■ Provided text:

It’s a similar customisable story with the charging infrastructure. All three come standard with a basic trickle charger which takes 11 hours to charge the NKDs, around 14 hours to charge the NKD+ and almost 20 hours to recharge the NKDx, but there are two more options that you can choose to include – or even have all three – to align the charging times with your individual circumstances. 

There’s a fast charger ($290) that conveniently packs up under your seat which connects the bike to the wall via an external charging point on the bike’s right-hand side panel. You can also choose to up-spec to a Level 2 charger ($1190) which is compatible with public charging stations, reducing the top-spec NKDx’s charging time down to just a couple of hours, or opt for a portable system, meaning you can lift the battery out of the bike and charge it overnight in your home or in your workplace during the day.

I reckon it’s the NKD’s unique shape that makes its seat look higher than it is, but at 815mm (there’s 770mm available, too) it’s fairly accessible for most riders. Sitting aboard the bike, you’re met with a simple LCD dash displaying your speed, a tacho, the battery level, what mode you’re in, as well as an odo and tripmeter. 

At both ends of the one-piece tapered handlebar are quality-looking switchblocks set beneath those impressive mirrors, while even the master cylinders for the ’bar-mounted front and rear brakes look like anodised aluminium as opposed to the plastic units you see on almost every sub-$20k bike these days. Both the ’bar and the master cylinders are Fonz branded, too – a neat touch.   

Once the ignition is on (the NKD+ and NKDx come standard with a keyless ignition), making the vehicle live is as simple as flicking up the sidestand, then it’s twist-and-bloody-go. Because despite testing all sorts of electric bikes over the years, from early Super Socos which topped out at 60km/h, right through to Lee Johnston’s Isle of Man TT Zero podium getter, the launch off the line caught me a bit off guard as the thing leapt forward and into the traffic on Melbourne’s oh-so fashionable Chapel Street. 

Even though I’m prepared for it, the acceleration still impresses me and I’m searching for gaps in the traffic in order to get to the front of the queue to experience it again and again. I’m riding Michelle’s personal bike, so I’m not sure of its actual weight, but depending on spec the NKD will tip the scales somewhere between 111-132kg. Either way, the acceleration is addictive.

Both the NKD and the Arthur use a regenerative-braking system which is harnessing the energy created on deceleration and feeding it back into the battery.

Fonz has the ability to program just how much regen, or just how quickly the bike will decelerate off throttle, and it’s also activated by the initial movement of either brake lever. You’ll know when regen is occurring by the red lights that appear around the perimeter of the dashboard. 

One idiosyncrasy which takes a bit of getting used to is the ADR requirement that states the motor can’t accelerate while either brake is engaged, and as someone who uses rear brake to aid the kind of manoeuvrability a busy city requires, I often found myself accelerating but being left powerless, before figuring out why and having another go. As an owner, you’d get used to it, and it wouldn’t be an issue for long.

■ What is asked:
Reproduce word for word the portion of the electric motorcycle review that begins with the words containing "Both the NKD" and ends with "issue for long.".

■ Data extract:
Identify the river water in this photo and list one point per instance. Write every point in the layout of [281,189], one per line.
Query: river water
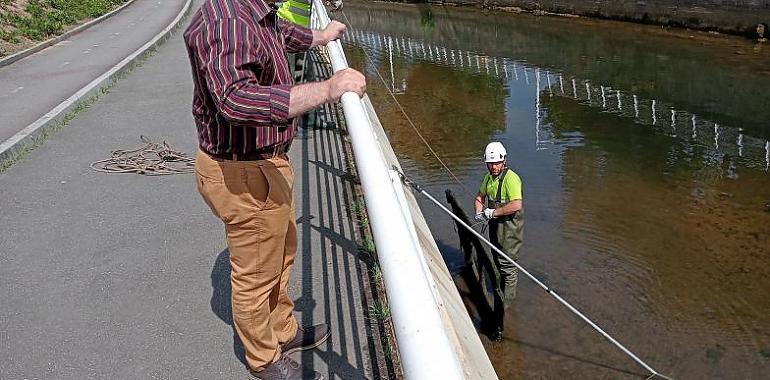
[644,155]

■ Correct result:
Both the NKD and the Arthur use a regenerative-braking system which is harnessing the energy created on deceleration and feeding it back into the battery.

Fonz has the ability to program just how much regen, or just how quickly the bike will decelerate off throttle, and it’s also activated by the initial movement of either brake lever. You’ll know when regen is occurring by the red lights that appear around the perimeter of the dashboard. 

One idiosyncrasy which takes a bit of getting used to is the ADR requirement that states the motor can’t accelerate while either brake is engaged, and as someone who uses rear brake to aid the kind of manoeuvrability a busy city requires, I often found myself accelerating but being left powerless, before figuring out why and having another go. As an owner, you’d get used to it, and it wouldn’t be an issue for long.